- WHAT THE TASK REQUIRES -
Reproduce exactly, from the data that follows, the line with "Spot the green", the line with "Spot the grey", and every line that lies between them.

─── PROVIDED INFORMATION

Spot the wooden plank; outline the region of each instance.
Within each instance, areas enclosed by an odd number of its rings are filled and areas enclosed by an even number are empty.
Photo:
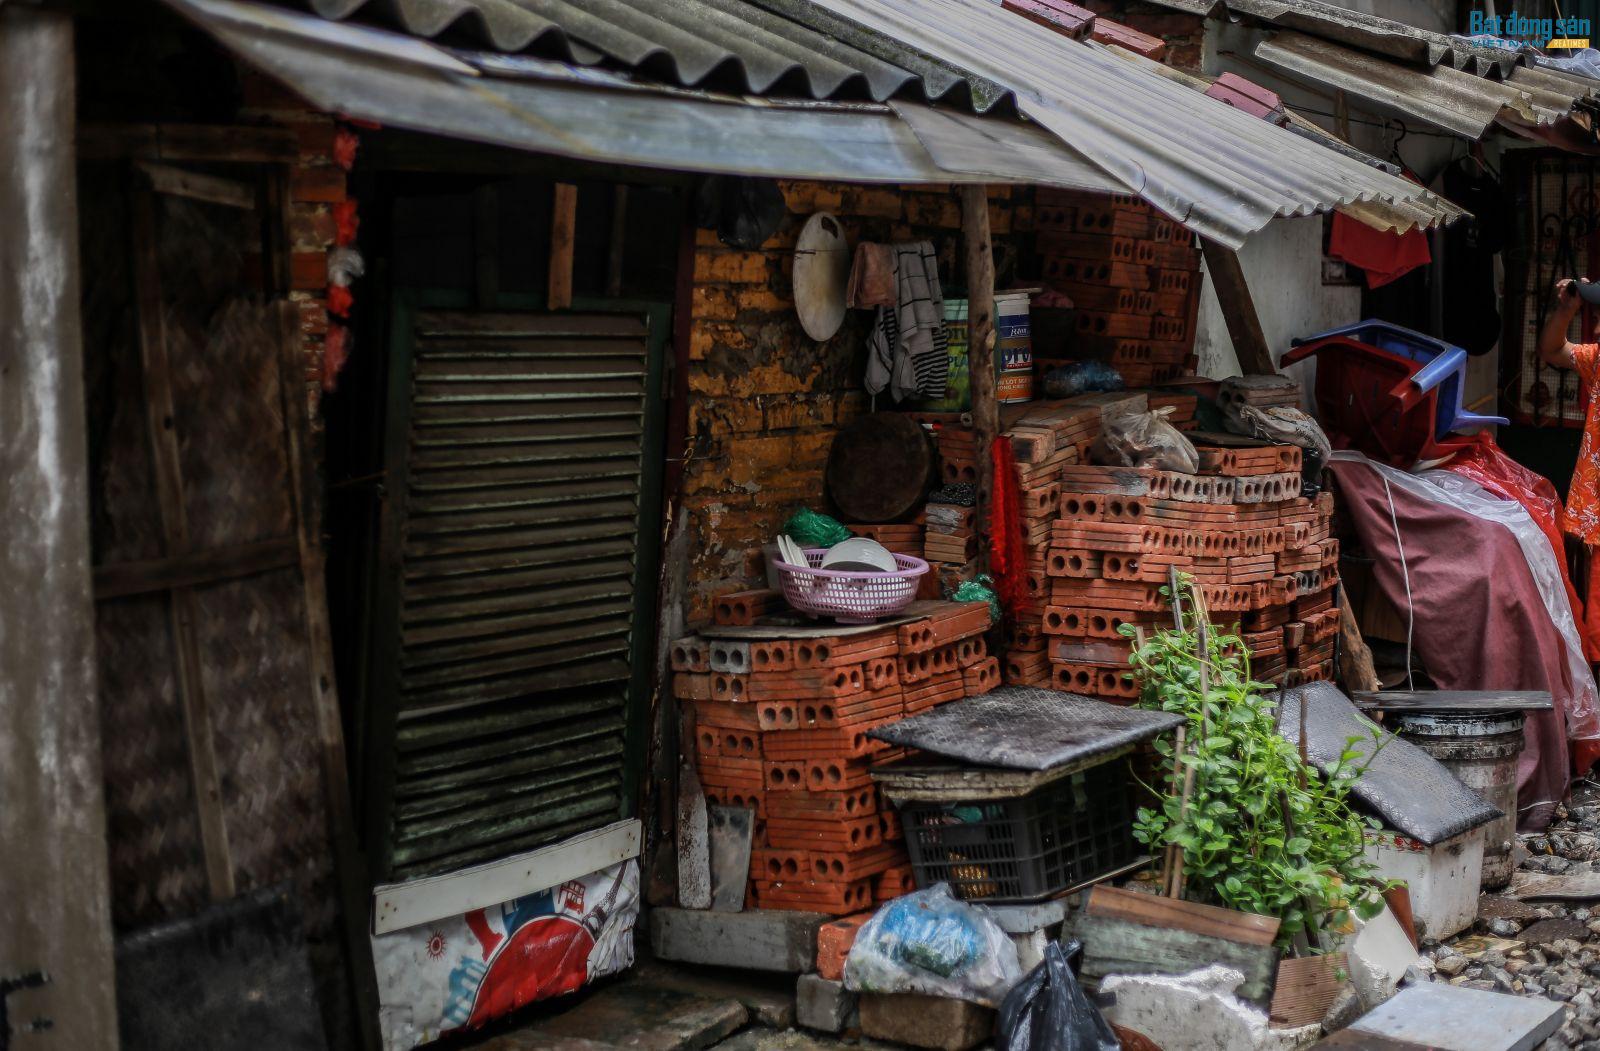
[[[155,193],[138,190],[130,202],[134,252],[134,294],[139,310],[139,356],[145,393],[145,425],[155,476],[156,504],[168,556],[188,553],[189,524],[183,496],[183,468],[173,426],[172,368],[167,357],[166,309],[157,259]],[[206,703],[196,634],[194,593],[175,588],[168,593],[168,616],[176,651],[174,678],[188,739],[189,774],[194,782],[201,853],[213,900],[234,895],[233,862],[222,814],[217,773],[216,737]]]
[[[488,908],[638,857],[642,828],[637,820],[617,821],[563,843],[459,872],[381,884],[372,892],[372,931],[388,934]]]
[[[227,208],[255,211],[256,188],[237,179],[224,179],[218,175],[185,171],[170,164],[140,161],[139,171],[150,180],[150,188],[169,197],[187,197],[194,201],[207,201]]]
[[[153,591],[216,584],[283,569],[299,561],[299,540],[284,536],[184,555],[118,562],[95,567],[94,597],[95,601],[104,602]]]
[[[274,182],[278,180],[274,179]],[[281,185],[281,183],[280,183]],[[287,210],[275,213],[274,234],[288,237]],[[335,684],[333,628],[328,617],[327,574],[322,558],[322,482],[316,464],[305,455],[311,442],[310,410],[304,374],[305,341],[300,335],[300,308],[291,300],[278,303],[278,390],[283,405],[284,454],[289,469],[289,491],[294,506],[294,549],[300,564],[305,601],[307,688],[317,717],[317,744],[322,766],[328,832],[333,840],[335,872],[343,918],[345,951],[355,989],[357,1026],[361,1046],[373,1051],[381,1038],[378,1016],[378,980],[372,963],[372,942],[367,935],[368,879],[356,837],[355,812],[350,797],[350,775],[345,767],[343,714]]]
[[[1290,1028],[1322,1021],[1345,986],[1340,975],[1347,966],[1342,952],[1280,960],[1269,1011],[1272,1024]]]
[[[1205,254],[1206,270],[1211,274],[1211,285],[1217,290],[1217,301],[1222,305],[1222,316],[1228,324],[1228,338],[1233,341],[1234,353],[1239,357],[1239,368],[1247,376],[1277,375],[1272,349],[1261,331],[1261,317],[1256,313],[1255,301],[1250,298],[1244,268],[1239,265],[1239,253],[1209,238],[1203,240],[1200,247]]]
[[[546,306],[572,306],[572,252],[578,235],[578,188],[558,182],[550,214],[550,296]]]
[[[628,187],[618,183],[611,191],[611,243],[606,249],[606,298],[622,297],[622,261],[628,247]]]
[[[288,128],[229,124],[88,124],[82,160],[120,157],[234,164],[292,164],[300,147]]]
[[[994,246],[989,232],[989,188],[961,187],[961,235],[967,258],[967,374],[972,390],[972,430],[978,468],[978,521],[994,492],[994,461],[989,448],[1000,433],[1000,408],[994,375]],[[979,550],[978,571],[988,572],[989,552]],[[1004,654],[999,655],[1004,659]]]
[[[1359,690],[1357,708],[1381,712],[1547,712],[1548,690]]]
[[[1091,916],[1145,923],[1153,927],[1190,931],[1225,938],[1245,945],[1271,945],[1278,937],[1278,920],[1252,912],[1237,912],[1179,898],[1097,887],[1085,911]]]

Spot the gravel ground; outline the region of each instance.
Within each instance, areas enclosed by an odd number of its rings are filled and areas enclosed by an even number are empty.
[[[1524,871],[1600,872],[1600,783],[1578,785],[1548,829],[1521,840]],[[1425,941],[1422,949],[1433,970],[1415,978],[1559,1000],[1567,1020],[1545,1051],[1600,1051],[1600,899],[1485,895],[1471,930],[1443,944]]]

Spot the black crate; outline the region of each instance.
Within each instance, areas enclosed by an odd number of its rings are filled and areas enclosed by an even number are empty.
[[[1121,762],[1014,799],[907,803],[900,825],[917,886],[966,901],[1036,901],[1138,857]]]

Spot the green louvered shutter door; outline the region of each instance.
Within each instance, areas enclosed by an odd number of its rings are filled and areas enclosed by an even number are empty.
[[[383,875],[406,879],[632,812],[662,326],[404,308],[397,326],[410,338],[391,391],[379,617],[392,630],[369,737],[390,745],[371,757],[369,828]]]

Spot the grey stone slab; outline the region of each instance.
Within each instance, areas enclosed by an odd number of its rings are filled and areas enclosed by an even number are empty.
[[[1183,721],[1075,693],[1001,686],[880,726],[871,736],[978,766],[1050,770],[1149,740]]]
[[[1540,920],[1530,924],[1527,930],[1517,935],[1517,941],[1527,942],[1529,945],[1549,945],[1551,942],[1570,938],[1573,941],[1588,941],[1589,928],[1582,920],[1571,918]]]
[[[1511,885],[1506,888],[1506,893],[1522,899],[1594,901],[1600,899],[1600,871],[1584,868],[1551,873],[1518,869],[1512,873]]]
[[[861,1031],[932,1051],[967,1051],[989,1039],[994,1011],[966,1000],[917,993],[863,993]]]
[[[985,905],[984,908],[989,910],[995,922],[1000,924],[1000,929],[1007,934],[1032,934],[1065,920],[1067,913],[1072,911],[1071,900],[1055,898],[1028,905]]]
[[[816,970],[817,930],[830,919],[780,909],[656,908],[650,910],[650,945],[662,960],[802,974]]]
[[[1360,753],[1357,762],[1366,770],[1353,792],[1391,828],[1434,846],[1500,816],[1499,808],[1439,760],[1362,715],[1332,683],[1314,682],[1277,696],[1278,733],[1290,741],[1299,740],[1304,706],[1306,751],[1318,766],[1338,762],[1346,747]]]
[[[859,1024],[856,994],[843,982],[830,981],[820,974],[802,974],[795,985],[796,1020],[807,1029],[842,1033]]]
[[[1406,986],[1350,1030],[1438,1051],[1533,1051],[1563,1018],[1561,1004],[1540,997],[1430,983]]]
[[[641,981],[680,989],[708,999],[737,1000],[759,1025],[787,1029],[794,1025],[794,979],[787,974],[748,969],[694,967],[646,960],[634,968]]]
[[[596,990],[571,1010],[541,1019],[529,1032],[630,1051],[702,1051],[738,1032],[749,1018],[745,1006],[732,998],[630,980]]]

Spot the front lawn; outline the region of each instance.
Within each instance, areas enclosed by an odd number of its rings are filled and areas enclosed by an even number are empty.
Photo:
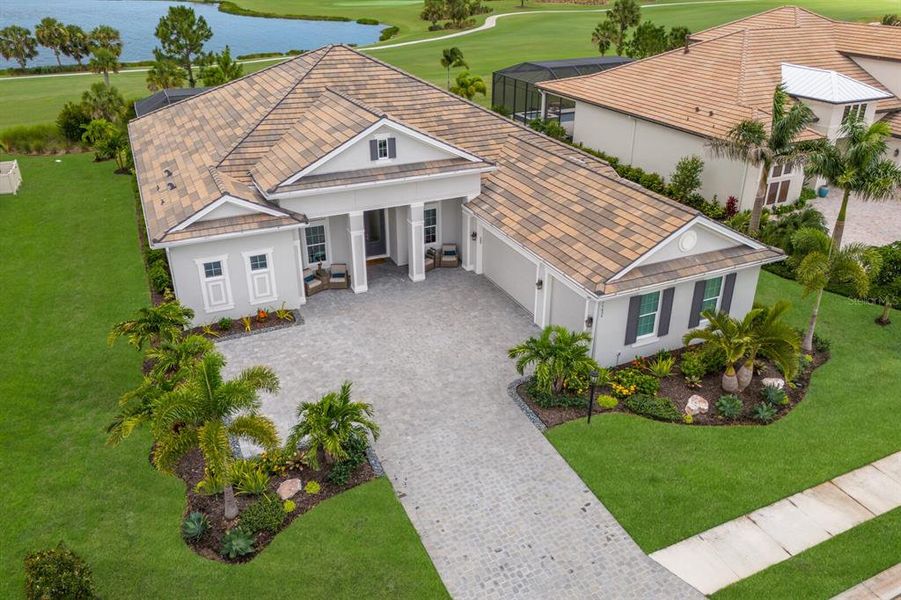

──────

- OUTPUT BELOW -
Spot the green louvered shutter door; outline the region of each instance.
Within each instance, areas enclosed by an odd number of its rings are filled and areas enclosed by an even number are empty.
[[[383,875],[406,879],[632,812],[662,326],[404,308],[397,326],[410,338],[391,391],[379,617],[392,630],[369,737],[390,745],[371,757],[369,828]]]

Spot the grey stone slab; outline the region of each instance.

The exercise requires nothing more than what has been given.